• [Document extract]
Any places to eat or things to do that you can share with our readers? If they have a friend visiting town, what are some spots they could take them to?
Favorite spots in the city . . . My favorite question for sure! Any chance I get to introduce friends to The Bishop Arts District in Oak Cliff, I take it! Talk about a group of entrepreneurs, artists, and business owners coming together to create a place for every person. We always start at The Laughing Willow, a shop owned by Melody Ginn as her store is an experience. Then we head down the street to enjoy Society Candles, Urban Owl, Dude Sweet Chocolate, Ely, and other artisans, all the while enjoying live music at various venues. Then we close with a treat from Cretia’s Bakery and dinner or drinks at Paradiso.

• [Data extract]

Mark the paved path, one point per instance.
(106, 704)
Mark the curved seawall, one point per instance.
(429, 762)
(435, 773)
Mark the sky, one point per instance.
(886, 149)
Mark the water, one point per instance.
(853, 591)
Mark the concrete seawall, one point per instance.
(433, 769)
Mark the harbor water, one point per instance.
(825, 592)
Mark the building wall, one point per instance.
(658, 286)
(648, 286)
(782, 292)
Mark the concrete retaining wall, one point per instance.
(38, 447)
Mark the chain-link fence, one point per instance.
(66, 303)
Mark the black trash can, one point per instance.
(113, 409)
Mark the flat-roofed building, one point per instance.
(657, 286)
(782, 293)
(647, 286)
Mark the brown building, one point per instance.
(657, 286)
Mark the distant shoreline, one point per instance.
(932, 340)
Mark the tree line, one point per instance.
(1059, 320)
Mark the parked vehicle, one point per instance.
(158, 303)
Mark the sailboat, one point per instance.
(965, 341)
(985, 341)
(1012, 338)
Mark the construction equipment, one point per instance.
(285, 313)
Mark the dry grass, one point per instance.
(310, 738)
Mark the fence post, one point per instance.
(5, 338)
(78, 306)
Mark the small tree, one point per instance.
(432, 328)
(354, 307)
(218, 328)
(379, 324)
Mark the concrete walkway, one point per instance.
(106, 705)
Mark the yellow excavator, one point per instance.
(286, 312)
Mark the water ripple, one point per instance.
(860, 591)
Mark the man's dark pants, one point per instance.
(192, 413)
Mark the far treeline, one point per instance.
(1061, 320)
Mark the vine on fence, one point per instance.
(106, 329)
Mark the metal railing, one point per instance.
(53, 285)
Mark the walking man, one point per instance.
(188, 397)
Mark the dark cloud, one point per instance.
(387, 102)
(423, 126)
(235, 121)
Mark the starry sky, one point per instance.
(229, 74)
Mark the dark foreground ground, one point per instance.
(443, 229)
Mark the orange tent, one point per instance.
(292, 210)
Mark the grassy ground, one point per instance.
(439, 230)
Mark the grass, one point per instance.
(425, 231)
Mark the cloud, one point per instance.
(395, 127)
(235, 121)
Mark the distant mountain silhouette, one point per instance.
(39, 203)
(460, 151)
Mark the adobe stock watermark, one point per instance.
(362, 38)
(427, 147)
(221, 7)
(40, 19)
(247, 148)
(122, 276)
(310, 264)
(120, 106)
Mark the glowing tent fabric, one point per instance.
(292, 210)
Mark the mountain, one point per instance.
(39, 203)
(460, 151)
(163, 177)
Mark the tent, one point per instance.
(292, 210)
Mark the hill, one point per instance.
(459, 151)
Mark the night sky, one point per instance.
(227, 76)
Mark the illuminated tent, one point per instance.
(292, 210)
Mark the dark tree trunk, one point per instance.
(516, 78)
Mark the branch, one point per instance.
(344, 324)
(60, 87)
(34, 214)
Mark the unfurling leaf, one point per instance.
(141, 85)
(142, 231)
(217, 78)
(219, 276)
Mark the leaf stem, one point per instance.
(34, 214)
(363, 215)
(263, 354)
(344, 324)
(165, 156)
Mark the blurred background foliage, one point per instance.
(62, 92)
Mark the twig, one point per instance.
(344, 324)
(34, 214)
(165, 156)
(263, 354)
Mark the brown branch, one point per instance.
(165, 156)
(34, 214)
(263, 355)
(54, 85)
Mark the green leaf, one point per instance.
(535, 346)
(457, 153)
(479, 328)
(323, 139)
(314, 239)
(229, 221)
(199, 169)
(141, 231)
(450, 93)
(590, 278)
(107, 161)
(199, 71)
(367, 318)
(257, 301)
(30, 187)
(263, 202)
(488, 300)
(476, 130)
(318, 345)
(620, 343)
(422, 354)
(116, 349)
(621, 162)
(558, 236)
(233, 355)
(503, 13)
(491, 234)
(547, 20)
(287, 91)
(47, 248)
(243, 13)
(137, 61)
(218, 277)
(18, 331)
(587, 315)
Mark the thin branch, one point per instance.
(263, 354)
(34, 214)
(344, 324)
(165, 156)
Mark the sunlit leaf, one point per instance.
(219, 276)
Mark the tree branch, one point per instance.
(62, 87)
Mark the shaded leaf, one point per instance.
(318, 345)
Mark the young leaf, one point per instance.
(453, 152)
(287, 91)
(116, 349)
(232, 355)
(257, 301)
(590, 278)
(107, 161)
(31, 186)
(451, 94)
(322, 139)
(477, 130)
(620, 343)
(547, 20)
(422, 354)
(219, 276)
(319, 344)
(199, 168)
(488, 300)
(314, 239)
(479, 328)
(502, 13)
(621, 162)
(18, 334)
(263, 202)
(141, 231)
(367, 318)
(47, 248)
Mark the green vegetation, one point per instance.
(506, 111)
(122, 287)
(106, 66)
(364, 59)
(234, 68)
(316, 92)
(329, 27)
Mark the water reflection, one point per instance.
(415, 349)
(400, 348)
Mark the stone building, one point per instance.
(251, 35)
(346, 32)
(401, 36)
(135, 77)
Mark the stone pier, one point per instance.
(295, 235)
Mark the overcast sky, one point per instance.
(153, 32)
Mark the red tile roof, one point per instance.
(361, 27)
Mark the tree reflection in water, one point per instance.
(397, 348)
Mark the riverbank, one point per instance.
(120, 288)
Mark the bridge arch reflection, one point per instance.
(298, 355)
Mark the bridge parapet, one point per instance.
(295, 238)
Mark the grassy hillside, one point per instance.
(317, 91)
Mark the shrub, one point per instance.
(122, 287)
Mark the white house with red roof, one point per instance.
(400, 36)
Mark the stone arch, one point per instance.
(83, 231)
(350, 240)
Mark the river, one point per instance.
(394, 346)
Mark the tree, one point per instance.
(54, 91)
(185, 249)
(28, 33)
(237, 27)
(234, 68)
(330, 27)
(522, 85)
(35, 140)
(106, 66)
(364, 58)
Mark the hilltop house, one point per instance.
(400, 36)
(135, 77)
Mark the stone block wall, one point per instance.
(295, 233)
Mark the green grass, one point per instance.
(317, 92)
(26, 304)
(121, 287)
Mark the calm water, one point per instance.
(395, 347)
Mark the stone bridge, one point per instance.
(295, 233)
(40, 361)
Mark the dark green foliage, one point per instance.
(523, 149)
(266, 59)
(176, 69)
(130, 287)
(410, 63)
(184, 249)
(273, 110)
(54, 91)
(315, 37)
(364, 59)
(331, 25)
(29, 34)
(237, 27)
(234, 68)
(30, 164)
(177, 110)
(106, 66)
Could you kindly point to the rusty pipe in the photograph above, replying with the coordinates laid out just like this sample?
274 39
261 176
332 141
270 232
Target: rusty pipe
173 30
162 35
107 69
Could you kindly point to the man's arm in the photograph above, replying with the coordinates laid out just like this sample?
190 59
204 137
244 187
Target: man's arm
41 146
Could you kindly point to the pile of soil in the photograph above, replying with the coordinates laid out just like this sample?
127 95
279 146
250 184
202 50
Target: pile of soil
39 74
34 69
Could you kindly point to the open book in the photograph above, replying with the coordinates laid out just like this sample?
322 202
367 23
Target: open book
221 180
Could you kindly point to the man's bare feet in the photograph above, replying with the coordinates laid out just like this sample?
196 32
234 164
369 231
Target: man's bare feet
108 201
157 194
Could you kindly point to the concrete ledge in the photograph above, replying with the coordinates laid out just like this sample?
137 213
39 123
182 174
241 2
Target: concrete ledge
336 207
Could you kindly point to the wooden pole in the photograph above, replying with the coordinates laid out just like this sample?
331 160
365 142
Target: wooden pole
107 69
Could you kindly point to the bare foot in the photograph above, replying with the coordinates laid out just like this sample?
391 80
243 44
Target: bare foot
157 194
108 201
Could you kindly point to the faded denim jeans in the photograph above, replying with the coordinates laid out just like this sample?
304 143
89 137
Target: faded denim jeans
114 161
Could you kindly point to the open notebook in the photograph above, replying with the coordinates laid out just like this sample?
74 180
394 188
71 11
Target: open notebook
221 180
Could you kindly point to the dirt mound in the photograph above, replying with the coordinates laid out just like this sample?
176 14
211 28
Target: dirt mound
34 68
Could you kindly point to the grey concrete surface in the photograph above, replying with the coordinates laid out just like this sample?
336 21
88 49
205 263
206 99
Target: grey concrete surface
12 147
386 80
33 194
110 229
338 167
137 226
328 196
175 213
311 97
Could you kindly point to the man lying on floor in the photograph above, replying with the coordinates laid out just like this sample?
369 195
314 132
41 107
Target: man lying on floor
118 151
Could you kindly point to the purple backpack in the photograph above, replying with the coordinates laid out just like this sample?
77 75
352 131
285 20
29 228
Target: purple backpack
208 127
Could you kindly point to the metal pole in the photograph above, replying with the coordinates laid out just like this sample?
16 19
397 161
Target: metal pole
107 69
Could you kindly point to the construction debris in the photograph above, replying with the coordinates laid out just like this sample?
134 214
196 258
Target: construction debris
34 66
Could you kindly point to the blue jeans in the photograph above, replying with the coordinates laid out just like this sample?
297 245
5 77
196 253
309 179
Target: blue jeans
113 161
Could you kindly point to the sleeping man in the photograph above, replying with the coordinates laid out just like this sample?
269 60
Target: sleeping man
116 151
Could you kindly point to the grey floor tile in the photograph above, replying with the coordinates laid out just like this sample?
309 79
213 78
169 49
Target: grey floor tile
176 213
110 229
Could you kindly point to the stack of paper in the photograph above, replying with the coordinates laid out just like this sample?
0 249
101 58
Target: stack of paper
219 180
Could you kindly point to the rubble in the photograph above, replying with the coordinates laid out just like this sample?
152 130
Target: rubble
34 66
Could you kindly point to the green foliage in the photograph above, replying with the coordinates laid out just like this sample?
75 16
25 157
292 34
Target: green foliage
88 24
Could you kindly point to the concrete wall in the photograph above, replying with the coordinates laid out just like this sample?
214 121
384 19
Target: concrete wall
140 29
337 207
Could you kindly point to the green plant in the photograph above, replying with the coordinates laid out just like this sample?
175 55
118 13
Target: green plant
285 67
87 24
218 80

• [Stated task 1] List every business the Bishop Arts District excerpt names as a stop on a visit with friends.
• [Stated task 2] According to the Bishop Arts District excerpt, who owns The Laughing Willow?
The items play no part in what comes next.

• [Task response 1] The Laughing Willow, Society Candles, Urban Owl, Dude Sweet Chocolate, Ely, Cretia’s Bakery, Paradiso

• [Task response 2] Melody Ginn